Task instructions - Pick up the passage below on the SSR-W reactor and its waste, and continue it from its last sentence.

──────── Selected excerpt ────────

Operating in the fast spectrum, the SSR-W is effective at transmuting long-lived actinides into more stable isotopes. Today’s reactors that are fuelled by reprocessed spent fuel need very high-purity plutonium to form a stable pellet. The SSR-W can have any level of lanthanide and actinide contamination in its fuel, so long as it can still go critical. This low level of purity greatly simplifies the recycling method for existing waste.

The well established recycling method is based on pyroprocessing. A 2016 report by the Canadian Nuclear Laboratories on recycling of CANDU fuel estimates that pyroprocessing would cost about half as much as more conventional reprocessing. Pyroprocessing for the SSR-W uses only one third of the steps of conventional pyroprocessing, which will make it even cheaper. It is potentially competitive with the cost of manufacturing fresh fuel from mined uranium.

Waste from the SSR-W will take the form of solid salt in tubes. This can be vitrified and stored underground for over 100,000 years, as is planned today, or it can be recycled. In that case, fission products would be separated out and safely stored at ground level for the several hundred years needed for them to decay to radioactivity levels similar to that of uranium ore. The troublesome long-lived actinides and the remaining fuel would go back into the reactor, where they could be burned and transmuted into more-stable isotopes.

──────── Information provided ────────

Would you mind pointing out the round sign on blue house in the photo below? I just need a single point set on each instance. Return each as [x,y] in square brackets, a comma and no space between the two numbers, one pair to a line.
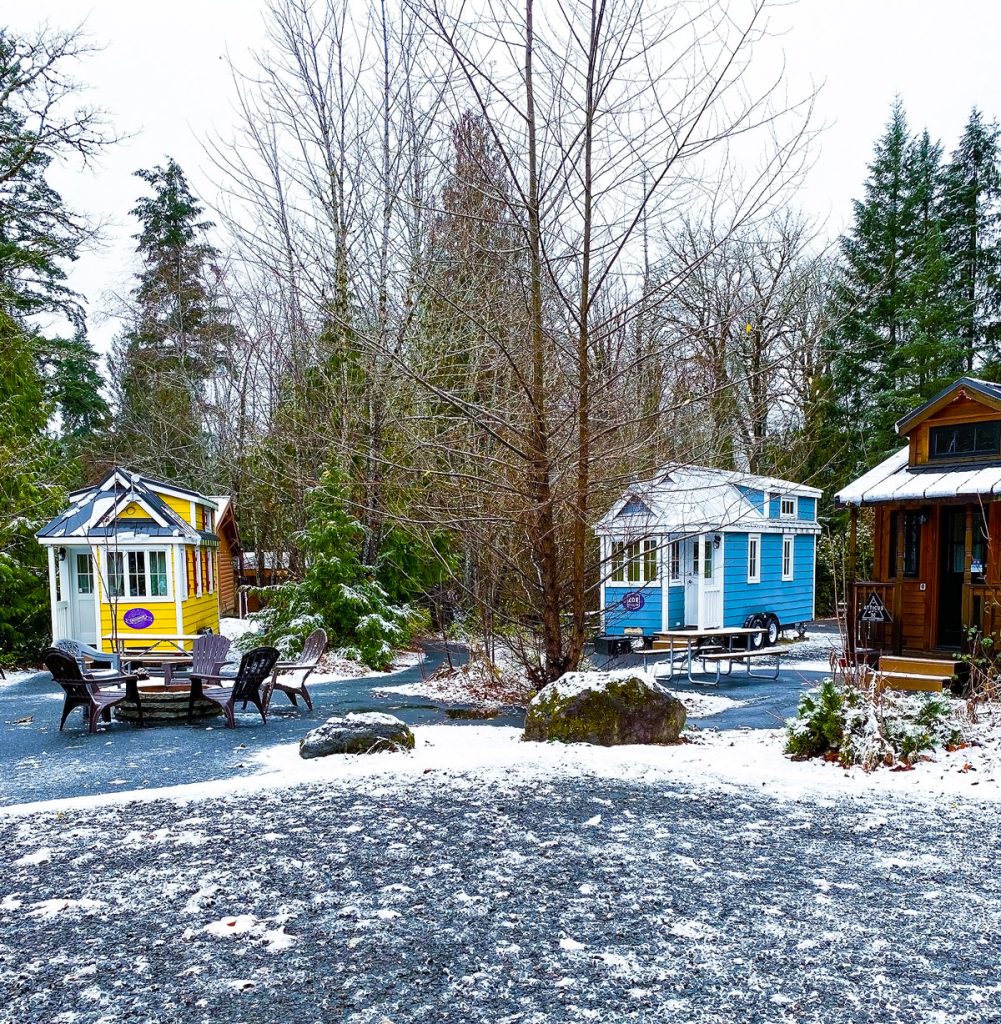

────────

Response to the exercise -
==Economics==
The capital cost of the SSR-W was estimated at $1,950/kW USD by an independent UK nuclear engineering firm. For comparison, the capital cost of a modern pulverized coal power station in the United States is $3,250/kW and the cost of large-scale nuclear is $5,500/kW. Further reductions to this cost are expected for modular factory-based construction.

This low capital cost results in a levelised cost of electricity (LCOE) of $44.64/MWh USD with substantial potential for further reductions, because of the greater simplicity and intrinsic safety of the SSR.

Given the pre-commercial nature of the technology, the figures for capital cost and LCOE are estimates, and may increase or decrease during completion of the development and licensing processes.

The International Energy Agency predicts that nuclear power will maintain a constant small role in the global energy supply, with a market opportunity of 219 GWe up to 2040. With the improved economics of the SSR, Moltex Energy predicts that it has the potential to access a market of over 1,300 GWe by 2040.

==Development==
The fundamental patent on the use of unpumped molten salt fuel was granted to Moltex Energy Ltd in 2014, and further implementation-related patents have been applied for and granted since.

The SSR-W has completed Vendor Design Review Phase 1 review with the Canadian Nuclear Safety Commission. Both the US and Canadian governments are supporting development of elements of the SSR technology.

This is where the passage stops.